- Exercise materials -
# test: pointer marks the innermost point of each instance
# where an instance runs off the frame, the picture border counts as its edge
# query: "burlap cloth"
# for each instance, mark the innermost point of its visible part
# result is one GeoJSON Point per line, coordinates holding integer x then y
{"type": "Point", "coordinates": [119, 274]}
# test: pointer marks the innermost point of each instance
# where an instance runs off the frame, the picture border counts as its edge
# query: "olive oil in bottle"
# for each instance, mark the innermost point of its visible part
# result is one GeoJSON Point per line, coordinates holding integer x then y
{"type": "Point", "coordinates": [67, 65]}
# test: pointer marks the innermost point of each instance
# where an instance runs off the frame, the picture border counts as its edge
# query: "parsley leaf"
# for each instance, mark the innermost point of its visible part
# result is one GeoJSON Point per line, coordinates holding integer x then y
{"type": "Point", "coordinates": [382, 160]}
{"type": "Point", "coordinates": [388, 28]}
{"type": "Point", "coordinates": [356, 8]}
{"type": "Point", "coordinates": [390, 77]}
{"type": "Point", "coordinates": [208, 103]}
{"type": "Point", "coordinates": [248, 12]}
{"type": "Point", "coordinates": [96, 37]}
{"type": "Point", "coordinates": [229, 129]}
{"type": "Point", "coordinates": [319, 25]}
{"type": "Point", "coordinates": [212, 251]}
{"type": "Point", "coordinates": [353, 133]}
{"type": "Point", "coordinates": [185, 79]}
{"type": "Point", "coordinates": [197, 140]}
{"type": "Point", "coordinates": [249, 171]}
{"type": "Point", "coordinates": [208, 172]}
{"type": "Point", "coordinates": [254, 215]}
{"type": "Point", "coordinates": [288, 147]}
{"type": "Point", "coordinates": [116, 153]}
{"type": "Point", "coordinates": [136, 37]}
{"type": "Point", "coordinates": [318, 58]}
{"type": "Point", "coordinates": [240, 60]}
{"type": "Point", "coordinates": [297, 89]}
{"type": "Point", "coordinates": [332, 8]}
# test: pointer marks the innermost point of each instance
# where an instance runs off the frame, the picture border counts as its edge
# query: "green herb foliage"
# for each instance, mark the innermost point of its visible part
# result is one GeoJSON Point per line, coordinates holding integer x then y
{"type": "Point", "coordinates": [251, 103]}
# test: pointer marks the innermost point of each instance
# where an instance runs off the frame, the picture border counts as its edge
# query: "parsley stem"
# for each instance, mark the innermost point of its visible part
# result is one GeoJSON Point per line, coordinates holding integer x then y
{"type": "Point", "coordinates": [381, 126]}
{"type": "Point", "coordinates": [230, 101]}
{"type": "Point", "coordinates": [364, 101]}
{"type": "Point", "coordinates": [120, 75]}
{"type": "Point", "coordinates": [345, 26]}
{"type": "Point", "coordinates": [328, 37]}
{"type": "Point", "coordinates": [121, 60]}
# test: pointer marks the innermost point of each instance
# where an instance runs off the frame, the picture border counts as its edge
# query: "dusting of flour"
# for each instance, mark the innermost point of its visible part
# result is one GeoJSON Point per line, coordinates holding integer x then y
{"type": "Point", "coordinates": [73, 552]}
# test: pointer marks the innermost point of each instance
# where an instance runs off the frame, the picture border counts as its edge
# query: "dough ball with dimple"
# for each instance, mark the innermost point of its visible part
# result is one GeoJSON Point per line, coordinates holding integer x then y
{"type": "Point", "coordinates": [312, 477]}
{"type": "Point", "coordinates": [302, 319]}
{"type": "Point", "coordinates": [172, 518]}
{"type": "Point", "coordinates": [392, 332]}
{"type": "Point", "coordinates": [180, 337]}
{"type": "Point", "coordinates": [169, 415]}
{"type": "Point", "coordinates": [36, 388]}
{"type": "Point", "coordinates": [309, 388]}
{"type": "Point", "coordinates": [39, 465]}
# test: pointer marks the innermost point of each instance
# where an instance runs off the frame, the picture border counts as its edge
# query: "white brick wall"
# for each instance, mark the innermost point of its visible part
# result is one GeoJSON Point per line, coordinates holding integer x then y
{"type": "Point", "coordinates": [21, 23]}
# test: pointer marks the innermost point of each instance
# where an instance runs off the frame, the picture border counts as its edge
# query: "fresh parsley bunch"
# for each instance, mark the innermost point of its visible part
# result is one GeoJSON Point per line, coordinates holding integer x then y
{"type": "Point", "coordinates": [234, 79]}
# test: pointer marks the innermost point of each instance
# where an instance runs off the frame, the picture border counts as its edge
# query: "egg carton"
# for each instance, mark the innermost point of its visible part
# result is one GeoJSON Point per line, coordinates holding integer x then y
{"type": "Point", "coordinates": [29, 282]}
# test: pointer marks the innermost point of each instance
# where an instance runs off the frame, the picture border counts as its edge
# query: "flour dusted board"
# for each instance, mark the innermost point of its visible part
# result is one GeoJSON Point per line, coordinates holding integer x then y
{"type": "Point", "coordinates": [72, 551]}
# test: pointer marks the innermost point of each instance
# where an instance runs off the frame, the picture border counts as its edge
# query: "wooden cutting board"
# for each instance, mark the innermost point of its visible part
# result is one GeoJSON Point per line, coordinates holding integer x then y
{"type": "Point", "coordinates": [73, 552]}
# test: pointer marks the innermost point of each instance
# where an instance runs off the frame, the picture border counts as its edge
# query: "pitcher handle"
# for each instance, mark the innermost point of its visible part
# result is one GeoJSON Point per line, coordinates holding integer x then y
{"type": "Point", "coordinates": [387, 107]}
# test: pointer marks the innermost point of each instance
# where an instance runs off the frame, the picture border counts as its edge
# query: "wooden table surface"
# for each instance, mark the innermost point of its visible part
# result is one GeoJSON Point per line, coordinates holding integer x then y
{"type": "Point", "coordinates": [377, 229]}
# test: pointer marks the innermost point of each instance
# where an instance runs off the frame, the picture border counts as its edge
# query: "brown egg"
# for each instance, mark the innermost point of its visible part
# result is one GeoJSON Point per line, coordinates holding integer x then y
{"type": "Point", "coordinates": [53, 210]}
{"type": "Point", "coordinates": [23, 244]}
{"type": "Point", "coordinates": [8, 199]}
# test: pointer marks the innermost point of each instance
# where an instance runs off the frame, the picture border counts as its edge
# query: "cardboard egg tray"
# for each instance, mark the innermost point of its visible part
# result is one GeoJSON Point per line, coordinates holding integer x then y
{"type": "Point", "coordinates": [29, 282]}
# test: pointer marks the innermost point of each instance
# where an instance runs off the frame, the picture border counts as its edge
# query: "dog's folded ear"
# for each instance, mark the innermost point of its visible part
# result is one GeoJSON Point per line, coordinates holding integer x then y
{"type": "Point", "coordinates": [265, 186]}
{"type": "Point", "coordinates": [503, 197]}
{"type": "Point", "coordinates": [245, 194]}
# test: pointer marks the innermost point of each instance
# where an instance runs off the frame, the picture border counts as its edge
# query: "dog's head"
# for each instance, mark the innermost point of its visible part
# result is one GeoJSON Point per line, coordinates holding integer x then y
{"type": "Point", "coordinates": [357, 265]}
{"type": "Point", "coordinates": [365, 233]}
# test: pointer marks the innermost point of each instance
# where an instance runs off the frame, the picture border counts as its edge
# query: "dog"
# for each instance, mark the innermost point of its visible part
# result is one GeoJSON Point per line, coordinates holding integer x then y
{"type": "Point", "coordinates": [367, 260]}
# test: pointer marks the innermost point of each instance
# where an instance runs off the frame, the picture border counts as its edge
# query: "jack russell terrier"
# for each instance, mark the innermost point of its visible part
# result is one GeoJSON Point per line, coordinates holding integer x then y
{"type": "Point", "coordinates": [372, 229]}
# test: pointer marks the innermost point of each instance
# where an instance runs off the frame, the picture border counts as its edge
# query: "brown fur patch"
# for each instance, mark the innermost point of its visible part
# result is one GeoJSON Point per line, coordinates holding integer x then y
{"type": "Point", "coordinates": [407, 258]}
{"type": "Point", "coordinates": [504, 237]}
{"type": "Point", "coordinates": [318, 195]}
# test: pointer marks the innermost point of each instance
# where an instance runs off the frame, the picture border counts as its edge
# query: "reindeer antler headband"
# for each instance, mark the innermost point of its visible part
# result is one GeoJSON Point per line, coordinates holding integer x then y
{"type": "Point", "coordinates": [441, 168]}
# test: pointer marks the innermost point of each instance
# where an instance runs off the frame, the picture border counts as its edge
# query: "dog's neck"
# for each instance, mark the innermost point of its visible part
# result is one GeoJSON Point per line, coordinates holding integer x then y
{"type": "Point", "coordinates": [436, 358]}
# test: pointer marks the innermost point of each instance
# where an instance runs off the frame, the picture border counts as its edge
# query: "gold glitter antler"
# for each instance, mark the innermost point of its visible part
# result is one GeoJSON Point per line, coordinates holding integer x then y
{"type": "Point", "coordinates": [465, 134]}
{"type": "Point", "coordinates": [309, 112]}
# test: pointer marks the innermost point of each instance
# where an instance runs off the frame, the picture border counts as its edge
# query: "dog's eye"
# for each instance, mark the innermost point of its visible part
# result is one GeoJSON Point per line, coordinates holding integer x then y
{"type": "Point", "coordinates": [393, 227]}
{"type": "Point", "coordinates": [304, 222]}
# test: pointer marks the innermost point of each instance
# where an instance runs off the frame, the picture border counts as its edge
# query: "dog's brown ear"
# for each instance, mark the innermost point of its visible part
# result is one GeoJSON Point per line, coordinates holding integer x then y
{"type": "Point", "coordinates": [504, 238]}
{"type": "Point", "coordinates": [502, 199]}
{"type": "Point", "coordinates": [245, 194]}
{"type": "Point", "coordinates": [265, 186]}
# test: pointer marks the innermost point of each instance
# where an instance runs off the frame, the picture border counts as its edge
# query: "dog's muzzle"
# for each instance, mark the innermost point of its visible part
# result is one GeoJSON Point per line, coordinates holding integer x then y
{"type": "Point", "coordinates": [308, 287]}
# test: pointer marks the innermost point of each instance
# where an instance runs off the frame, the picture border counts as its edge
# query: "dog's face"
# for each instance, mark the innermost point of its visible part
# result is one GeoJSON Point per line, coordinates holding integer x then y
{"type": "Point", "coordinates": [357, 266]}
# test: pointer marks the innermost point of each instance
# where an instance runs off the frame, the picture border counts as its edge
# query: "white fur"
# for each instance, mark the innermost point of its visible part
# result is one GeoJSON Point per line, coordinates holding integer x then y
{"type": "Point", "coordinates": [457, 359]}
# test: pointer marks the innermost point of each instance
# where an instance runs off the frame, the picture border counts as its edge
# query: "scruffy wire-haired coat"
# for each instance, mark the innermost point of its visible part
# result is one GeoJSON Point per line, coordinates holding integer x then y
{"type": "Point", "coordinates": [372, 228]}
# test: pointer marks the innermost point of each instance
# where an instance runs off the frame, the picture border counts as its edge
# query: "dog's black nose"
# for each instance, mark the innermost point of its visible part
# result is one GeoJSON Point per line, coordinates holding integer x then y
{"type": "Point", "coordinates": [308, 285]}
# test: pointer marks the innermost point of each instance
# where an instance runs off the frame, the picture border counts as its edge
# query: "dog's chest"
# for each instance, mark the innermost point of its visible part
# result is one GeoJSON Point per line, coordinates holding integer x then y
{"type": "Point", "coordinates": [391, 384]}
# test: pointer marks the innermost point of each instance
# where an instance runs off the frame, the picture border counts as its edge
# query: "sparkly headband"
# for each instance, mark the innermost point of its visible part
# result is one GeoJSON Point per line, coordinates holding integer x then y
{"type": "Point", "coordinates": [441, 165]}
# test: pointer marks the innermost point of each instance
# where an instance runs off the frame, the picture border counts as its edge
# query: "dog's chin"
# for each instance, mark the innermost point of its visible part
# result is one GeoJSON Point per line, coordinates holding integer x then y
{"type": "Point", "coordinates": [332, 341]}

- Job -
Copy out every line of the items above that contains the string "headband".

- Written response -
# query: "reindeer antler headband"
# query: "sparkly headband"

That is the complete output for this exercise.